In the records below, find the line containing "point_to(query) puts a dot on the black nose, one"; give it again exactly, along with every line that follows, and nothing else.

Rows from a dataset:
* Start *

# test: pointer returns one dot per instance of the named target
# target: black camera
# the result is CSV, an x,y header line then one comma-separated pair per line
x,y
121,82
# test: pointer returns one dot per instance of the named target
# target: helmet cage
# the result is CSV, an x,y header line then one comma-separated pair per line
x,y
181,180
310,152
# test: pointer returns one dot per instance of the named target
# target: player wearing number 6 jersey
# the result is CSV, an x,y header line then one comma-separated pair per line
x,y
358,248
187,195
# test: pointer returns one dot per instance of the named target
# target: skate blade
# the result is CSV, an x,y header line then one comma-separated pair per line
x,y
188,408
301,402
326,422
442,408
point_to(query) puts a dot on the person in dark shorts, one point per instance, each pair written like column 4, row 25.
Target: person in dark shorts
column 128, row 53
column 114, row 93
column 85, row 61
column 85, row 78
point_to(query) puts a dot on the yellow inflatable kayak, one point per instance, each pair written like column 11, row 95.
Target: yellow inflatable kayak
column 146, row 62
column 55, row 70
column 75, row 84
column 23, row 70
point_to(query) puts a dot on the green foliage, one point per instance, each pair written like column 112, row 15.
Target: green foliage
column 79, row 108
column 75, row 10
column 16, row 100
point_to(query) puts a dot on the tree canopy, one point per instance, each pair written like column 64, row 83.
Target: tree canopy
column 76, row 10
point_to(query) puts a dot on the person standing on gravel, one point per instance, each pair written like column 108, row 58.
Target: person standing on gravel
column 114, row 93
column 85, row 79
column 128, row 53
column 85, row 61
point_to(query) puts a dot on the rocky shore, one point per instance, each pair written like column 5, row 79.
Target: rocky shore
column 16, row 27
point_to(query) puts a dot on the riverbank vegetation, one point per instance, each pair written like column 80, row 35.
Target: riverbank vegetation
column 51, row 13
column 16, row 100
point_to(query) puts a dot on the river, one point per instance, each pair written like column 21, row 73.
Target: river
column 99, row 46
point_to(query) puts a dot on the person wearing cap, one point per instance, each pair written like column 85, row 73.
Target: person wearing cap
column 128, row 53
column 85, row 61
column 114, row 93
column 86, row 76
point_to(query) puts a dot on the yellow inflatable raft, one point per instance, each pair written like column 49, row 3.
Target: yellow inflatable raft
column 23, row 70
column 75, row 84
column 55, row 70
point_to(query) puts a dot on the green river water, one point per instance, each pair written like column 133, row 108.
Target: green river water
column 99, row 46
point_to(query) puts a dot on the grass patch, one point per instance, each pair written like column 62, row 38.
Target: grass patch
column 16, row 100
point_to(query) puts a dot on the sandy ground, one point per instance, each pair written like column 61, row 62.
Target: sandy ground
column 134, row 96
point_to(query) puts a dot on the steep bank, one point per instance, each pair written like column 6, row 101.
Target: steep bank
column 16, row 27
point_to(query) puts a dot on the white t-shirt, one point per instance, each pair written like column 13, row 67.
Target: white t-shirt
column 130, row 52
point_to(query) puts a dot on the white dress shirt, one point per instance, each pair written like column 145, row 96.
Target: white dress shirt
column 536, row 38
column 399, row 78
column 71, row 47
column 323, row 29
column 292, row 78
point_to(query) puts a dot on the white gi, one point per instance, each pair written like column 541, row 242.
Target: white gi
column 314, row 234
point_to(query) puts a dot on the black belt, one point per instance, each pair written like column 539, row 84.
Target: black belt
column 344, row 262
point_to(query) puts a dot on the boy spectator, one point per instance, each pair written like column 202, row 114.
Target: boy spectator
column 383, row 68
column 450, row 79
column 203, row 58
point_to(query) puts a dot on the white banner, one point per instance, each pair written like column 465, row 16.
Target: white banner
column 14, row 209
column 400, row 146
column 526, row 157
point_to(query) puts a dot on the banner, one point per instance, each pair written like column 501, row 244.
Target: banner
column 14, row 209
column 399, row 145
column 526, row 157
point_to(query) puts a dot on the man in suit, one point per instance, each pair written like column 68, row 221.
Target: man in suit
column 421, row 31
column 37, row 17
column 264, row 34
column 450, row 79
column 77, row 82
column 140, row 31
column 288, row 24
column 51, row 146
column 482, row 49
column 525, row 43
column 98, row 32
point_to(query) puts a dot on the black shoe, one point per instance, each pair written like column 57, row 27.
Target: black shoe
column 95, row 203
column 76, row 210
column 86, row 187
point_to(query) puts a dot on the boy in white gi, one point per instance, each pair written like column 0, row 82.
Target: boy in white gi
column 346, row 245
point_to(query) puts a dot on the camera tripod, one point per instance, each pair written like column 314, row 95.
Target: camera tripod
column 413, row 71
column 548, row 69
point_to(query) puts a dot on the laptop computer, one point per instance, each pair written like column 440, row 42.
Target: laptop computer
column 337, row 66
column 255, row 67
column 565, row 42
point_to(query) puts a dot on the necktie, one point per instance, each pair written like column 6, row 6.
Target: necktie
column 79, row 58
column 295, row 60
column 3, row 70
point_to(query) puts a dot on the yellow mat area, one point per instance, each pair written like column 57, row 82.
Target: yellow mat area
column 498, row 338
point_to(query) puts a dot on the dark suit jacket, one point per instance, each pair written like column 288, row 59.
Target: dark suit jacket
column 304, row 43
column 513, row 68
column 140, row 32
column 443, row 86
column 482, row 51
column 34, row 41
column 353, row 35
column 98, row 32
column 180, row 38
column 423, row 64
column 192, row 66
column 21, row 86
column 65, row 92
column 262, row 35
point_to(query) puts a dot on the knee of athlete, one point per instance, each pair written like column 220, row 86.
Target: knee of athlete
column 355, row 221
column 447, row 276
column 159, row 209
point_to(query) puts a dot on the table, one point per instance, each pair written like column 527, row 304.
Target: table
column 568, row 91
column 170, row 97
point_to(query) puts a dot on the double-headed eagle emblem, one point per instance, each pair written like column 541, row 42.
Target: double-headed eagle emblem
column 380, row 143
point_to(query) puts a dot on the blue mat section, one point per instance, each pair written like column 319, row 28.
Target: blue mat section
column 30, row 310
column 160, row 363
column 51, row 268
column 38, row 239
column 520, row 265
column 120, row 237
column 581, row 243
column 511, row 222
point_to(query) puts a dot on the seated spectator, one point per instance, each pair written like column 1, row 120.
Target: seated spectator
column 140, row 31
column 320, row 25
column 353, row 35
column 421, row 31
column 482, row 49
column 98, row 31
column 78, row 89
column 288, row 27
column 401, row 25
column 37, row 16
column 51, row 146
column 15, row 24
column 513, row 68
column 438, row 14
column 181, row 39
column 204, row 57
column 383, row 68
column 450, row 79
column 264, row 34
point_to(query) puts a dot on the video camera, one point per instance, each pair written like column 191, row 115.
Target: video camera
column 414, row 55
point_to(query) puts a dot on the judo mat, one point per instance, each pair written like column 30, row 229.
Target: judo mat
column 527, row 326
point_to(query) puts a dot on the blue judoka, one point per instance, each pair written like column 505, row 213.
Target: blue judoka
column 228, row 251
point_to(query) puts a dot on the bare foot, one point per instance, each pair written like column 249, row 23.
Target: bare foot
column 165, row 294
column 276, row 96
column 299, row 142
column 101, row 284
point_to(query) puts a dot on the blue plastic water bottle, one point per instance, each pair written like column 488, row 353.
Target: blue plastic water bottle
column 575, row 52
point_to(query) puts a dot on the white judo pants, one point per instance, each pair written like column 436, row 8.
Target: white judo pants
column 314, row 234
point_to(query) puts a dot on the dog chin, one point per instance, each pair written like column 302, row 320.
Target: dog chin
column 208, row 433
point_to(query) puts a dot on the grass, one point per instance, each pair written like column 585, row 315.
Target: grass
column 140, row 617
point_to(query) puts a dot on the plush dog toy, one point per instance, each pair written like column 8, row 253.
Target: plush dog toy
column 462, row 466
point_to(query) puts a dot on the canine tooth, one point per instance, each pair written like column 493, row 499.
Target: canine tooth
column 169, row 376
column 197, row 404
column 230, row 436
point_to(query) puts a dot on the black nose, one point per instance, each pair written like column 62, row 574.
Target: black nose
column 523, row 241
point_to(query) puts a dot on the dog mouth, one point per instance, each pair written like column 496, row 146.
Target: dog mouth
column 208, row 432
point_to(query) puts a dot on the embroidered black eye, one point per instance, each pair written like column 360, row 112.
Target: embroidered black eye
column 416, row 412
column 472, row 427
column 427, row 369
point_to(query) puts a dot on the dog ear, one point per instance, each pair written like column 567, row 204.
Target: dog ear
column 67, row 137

* End *

## Exercise output
point_to(query) puts a dot on the black nose, one point per instance, each pair written like column 62, row 574.
Target: black nose
column 523, row 241
point_to(query) puts a dot on the dog mouth, one point per instance, each pair written like column 496, row 146.
Target: dog mouth
column 208, row 432
point_to(query) puts a dot on the embroidered black eye, one point per instance, each pair written like column 360, row 112.
Target: embroidered black eye
column 416, row 412
column 472, row 427
column 427, row 369
point_to(query) puts a dot on the dog ear, one point per instance, each pair written like column 567, row 204.
Target: dog ear
column 67, row 137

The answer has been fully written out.